→ EXCERPTED TEXT

▶

Allin Cottrell schrieb:
On Wed, 3 Mar 2010, Sven Schreiber wrote:
[Sorry, but I'll skip the > 1 quotation levels, since they get a
bit confusing here.]
> (I still don't buy the underlying argument, though...)
I think you may have mistaken Jack's point. I took him to be
saying that a "milestone release" that is mostly just backward
incompatible changes is likely to please few people and annoy
quite a number.
Sure; that's why I think help may be needed to ease the transition by
automating it as far as possible. BTW, I don't understand yet why it's
necessary to replace "end if", but I guess that's for another thread.
So the idea (or at least, my idea, but I think it's Jack's)
is
that if we're going to do a substantial clean-up we have to
sweeten the deal with some substantial new functionality. "It's
worth the bother of updating your old gretl scripts because look
what new gretl is offering!"

◀

→ TASK TO CARRY OUT
In the email exchange about gretl, what is a "milestone release" made up mostly of backward-incompatible changes said to be likely to do?

→ RECORDED INFORMATION
▶

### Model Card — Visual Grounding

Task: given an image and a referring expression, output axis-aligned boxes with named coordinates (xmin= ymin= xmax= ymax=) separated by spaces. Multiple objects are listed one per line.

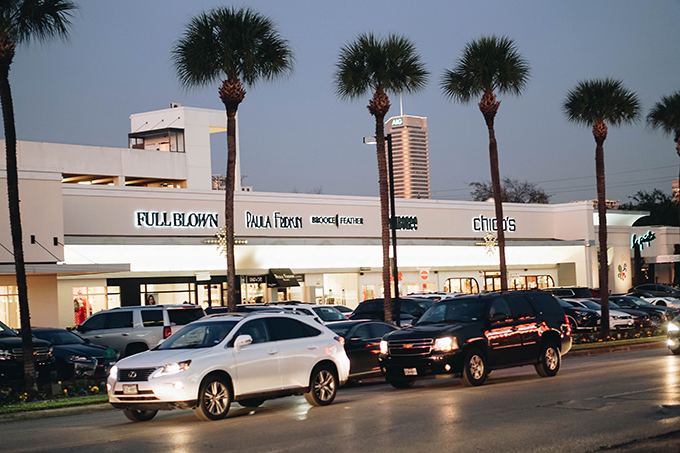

◀

→ FULL SOLUTION
It is likely to please few people and annoy quite a number.